### Aim of the task
Reproduce, unchanged, the stretch of the entries below that opens with the line containing "Could you point to the nose" and closes with the line containing "point(178, 123)", including both of those lines.

### Dataset excerpts
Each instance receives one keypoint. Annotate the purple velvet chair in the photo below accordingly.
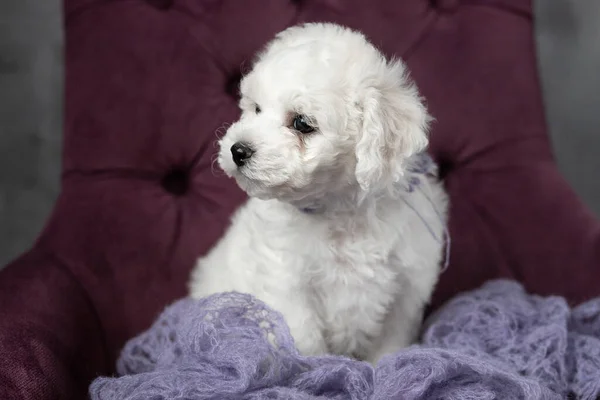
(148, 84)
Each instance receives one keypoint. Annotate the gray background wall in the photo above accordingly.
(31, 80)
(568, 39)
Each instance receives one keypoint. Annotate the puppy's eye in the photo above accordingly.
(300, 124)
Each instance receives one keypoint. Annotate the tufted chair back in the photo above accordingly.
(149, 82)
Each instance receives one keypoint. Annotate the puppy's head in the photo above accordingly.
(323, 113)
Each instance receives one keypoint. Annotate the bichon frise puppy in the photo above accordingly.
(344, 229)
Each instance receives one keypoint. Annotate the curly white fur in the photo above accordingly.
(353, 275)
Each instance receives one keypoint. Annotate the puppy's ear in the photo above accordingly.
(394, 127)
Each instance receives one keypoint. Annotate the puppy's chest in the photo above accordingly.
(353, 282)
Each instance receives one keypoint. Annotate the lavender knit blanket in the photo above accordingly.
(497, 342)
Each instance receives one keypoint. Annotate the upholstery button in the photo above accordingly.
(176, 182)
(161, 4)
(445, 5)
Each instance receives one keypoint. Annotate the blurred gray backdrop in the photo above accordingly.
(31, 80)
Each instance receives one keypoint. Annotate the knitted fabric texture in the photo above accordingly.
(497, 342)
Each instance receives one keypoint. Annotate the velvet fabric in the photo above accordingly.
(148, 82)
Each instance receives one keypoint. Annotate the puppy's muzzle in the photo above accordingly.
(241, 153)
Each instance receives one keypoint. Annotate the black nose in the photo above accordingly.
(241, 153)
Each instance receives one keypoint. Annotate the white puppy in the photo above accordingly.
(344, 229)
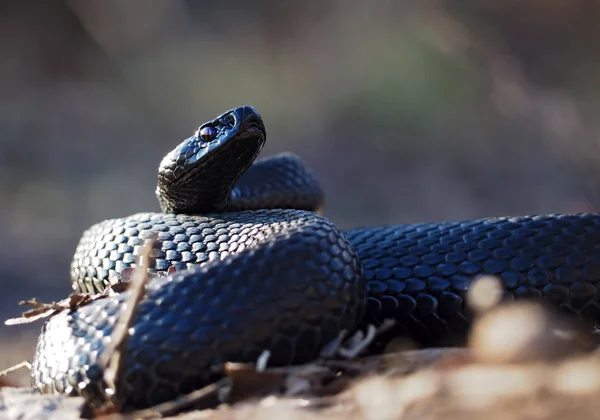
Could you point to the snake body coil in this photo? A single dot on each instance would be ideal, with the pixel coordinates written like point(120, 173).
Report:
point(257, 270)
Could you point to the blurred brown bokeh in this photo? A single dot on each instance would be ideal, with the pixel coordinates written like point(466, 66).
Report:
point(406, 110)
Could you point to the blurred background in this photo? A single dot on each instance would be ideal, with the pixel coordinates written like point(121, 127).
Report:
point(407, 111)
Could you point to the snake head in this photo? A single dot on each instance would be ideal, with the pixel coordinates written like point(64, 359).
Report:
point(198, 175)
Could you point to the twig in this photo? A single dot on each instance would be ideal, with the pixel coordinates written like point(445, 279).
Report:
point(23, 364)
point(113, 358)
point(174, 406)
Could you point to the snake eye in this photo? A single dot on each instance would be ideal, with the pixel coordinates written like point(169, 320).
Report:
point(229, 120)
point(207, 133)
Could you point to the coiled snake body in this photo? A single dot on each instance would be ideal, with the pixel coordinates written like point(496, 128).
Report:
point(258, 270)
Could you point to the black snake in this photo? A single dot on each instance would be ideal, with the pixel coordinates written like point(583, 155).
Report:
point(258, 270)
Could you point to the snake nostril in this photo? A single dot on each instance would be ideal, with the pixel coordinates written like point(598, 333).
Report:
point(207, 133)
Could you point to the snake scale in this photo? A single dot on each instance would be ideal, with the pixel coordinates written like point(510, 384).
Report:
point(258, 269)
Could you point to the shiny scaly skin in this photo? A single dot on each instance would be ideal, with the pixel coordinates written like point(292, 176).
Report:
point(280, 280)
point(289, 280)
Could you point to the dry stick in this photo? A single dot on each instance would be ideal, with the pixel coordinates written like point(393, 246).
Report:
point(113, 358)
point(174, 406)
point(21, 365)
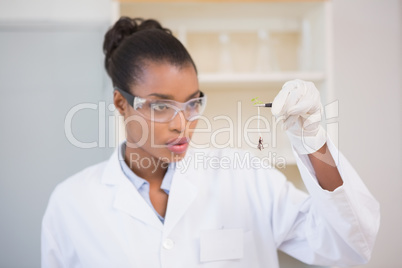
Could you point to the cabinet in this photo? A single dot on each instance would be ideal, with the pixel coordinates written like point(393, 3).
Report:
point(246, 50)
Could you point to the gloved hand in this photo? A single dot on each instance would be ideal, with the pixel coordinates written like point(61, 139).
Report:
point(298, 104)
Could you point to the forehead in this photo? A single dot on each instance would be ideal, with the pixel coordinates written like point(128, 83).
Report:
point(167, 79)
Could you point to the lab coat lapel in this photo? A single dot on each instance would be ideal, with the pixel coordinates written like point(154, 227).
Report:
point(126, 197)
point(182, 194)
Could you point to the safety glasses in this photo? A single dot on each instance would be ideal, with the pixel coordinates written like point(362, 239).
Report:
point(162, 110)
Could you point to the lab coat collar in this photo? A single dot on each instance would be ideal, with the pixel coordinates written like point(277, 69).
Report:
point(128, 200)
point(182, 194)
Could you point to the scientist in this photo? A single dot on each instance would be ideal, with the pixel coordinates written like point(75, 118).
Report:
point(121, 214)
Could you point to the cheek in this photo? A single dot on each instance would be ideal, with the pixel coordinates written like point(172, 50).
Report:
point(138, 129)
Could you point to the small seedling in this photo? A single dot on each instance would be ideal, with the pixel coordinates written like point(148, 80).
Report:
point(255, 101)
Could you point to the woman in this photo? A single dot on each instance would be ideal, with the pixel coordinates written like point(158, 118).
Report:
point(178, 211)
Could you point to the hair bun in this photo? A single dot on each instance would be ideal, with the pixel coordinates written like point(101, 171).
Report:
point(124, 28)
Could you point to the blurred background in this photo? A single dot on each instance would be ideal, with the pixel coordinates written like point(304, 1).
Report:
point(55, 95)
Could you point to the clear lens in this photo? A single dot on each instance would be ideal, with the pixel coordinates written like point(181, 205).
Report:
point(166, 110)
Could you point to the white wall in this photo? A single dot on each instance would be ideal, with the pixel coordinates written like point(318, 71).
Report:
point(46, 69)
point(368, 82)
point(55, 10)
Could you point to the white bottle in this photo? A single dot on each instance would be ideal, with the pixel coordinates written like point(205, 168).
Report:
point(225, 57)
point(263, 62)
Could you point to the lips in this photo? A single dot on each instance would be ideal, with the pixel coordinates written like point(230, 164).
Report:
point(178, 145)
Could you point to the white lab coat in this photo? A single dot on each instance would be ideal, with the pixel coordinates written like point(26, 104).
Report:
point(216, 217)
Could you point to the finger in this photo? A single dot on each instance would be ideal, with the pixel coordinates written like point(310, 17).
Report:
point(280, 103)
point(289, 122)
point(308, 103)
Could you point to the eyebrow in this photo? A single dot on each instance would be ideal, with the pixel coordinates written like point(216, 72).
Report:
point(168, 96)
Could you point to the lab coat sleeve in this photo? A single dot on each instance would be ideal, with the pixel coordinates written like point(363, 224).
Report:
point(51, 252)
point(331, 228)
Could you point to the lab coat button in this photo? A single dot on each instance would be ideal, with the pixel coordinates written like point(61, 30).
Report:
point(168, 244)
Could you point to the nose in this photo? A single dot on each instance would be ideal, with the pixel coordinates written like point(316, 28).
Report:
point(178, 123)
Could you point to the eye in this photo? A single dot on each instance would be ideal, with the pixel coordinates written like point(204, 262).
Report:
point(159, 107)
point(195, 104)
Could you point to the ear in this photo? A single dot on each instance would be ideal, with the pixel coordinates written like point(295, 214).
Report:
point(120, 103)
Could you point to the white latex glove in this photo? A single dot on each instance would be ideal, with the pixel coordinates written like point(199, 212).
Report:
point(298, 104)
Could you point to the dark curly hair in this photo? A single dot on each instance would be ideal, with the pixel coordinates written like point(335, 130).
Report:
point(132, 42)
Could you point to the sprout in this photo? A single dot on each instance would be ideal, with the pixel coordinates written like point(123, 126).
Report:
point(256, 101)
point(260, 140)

--

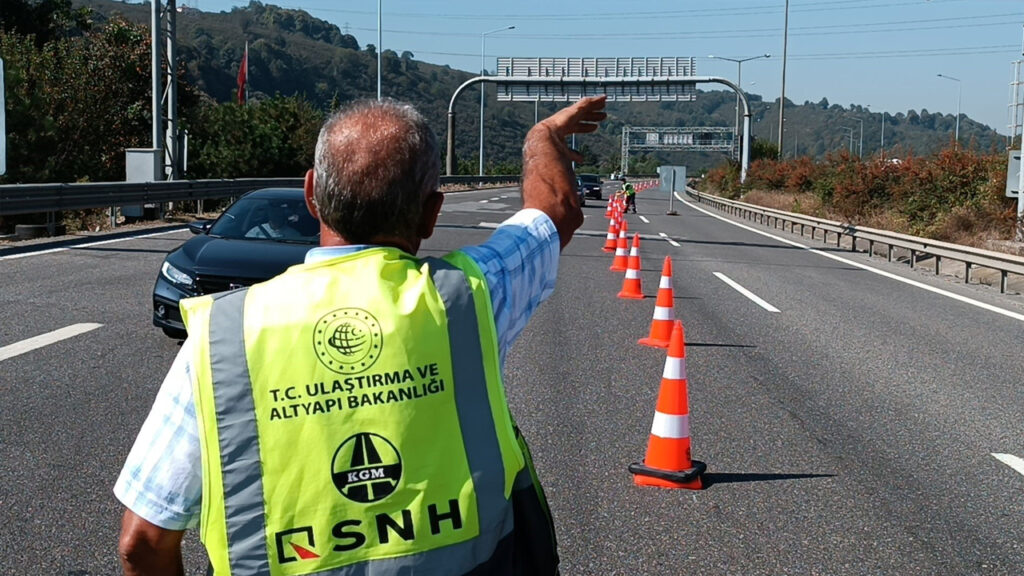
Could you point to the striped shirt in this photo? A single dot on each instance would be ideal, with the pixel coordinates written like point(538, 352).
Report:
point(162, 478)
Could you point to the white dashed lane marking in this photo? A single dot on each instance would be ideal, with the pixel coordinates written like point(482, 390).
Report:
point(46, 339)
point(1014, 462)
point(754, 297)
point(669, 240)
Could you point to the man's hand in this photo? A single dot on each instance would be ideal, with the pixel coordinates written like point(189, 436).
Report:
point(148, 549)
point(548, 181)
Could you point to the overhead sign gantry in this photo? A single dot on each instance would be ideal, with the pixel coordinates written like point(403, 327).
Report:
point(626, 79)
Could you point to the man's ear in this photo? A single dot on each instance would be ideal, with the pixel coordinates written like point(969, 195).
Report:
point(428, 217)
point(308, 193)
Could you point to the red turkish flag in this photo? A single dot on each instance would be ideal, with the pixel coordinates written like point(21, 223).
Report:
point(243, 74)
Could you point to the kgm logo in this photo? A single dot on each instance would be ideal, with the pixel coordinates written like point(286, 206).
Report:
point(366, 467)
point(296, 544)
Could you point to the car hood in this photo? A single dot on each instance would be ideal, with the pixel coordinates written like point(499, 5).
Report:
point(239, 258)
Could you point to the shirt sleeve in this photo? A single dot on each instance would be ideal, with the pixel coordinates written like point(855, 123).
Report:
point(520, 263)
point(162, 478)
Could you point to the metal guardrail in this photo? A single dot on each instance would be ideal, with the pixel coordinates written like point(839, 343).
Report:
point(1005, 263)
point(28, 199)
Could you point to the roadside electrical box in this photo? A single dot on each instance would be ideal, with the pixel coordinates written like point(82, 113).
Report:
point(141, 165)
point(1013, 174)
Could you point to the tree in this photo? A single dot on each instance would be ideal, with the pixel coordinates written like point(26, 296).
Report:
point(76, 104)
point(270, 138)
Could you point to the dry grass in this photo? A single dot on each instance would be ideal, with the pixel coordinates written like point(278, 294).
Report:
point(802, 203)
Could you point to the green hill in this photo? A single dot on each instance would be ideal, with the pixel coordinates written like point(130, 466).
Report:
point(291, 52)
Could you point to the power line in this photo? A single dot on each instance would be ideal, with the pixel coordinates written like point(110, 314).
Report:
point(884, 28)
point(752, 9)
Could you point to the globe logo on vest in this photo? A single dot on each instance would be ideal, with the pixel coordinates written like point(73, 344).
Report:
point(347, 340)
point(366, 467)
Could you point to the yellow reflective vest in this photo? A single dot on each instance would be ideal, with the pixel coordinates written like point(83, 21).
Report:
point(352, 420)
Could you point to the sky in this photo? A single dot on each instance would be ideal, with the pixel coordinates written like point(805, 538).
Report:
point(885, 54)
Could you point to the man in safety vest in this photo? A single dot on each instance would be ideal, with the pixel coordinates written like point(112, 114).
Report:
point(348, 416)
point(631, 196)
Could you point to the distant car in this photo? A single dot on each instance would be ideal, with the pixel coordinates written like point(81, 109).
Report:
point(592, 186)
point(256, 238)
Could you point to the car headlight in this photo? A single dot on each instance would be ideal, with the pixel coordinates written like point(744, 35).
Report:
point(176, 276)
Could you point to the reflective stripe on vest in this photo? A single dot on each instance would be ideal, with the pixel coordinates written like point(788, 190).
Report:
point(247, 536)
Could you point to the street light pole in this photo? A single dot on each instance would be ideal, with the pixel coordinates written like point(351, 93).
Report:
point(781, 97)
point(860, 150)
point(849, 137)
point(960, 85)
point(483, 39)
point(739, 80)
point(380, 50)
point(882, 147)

* * *

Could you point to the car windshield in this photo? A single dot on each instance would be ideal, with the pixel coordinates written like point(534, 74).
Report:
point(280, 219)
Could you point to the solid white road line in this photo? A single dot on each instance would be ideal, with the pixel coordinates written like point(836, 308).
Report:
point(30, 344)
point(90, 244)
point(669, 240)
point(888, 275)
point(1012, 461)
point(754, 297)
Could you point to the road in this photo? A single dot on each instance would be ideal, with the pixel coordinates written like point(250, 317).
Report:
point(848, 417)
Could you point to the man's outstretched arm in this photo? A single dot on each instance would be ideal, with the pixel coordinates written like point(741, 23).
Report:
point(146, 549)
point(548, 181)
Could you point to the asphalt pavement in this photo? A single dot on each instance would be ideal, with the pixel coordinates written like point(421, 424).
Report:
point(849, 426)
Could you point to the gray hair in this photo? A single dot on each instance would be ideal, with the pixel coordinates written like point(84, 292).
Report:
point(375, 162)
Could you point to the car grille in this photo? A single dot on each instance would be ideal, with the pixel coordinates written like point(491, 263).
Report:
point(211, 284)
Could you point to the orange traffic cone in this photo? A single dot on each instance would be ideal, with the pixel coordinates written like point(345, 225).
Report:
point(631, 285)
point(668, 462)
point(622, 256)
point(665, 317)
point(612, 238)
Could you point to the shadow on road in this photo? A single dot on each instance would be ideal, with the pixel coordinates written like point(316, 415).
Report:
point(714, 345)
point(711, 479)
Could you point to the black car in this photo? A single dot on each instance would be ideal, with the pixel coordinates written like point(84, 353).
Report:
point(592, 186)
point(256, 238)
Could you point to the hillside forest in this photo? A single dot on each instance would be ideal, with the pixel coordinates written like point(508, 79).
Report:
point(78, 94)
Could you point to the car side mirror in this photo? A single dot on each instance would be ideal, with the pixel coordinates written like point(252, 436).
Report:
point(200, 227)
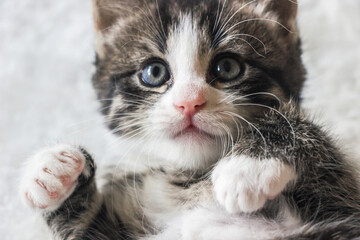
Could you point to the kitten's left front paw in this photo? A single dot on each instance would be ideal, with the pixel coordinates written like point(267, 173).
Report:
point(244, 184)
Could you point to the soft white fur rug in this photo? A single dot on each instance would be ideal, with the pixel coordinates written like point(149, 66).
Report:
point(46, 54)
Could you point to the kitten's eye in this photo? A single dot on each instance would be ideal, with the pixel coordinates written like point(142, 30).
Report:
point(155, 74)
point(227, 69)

### Written solution
Could you point to the nose in this photo? A single dot on each instance would be ideal, with the pixel coordinates written like point(316, 28).
Report:
point(178, 123)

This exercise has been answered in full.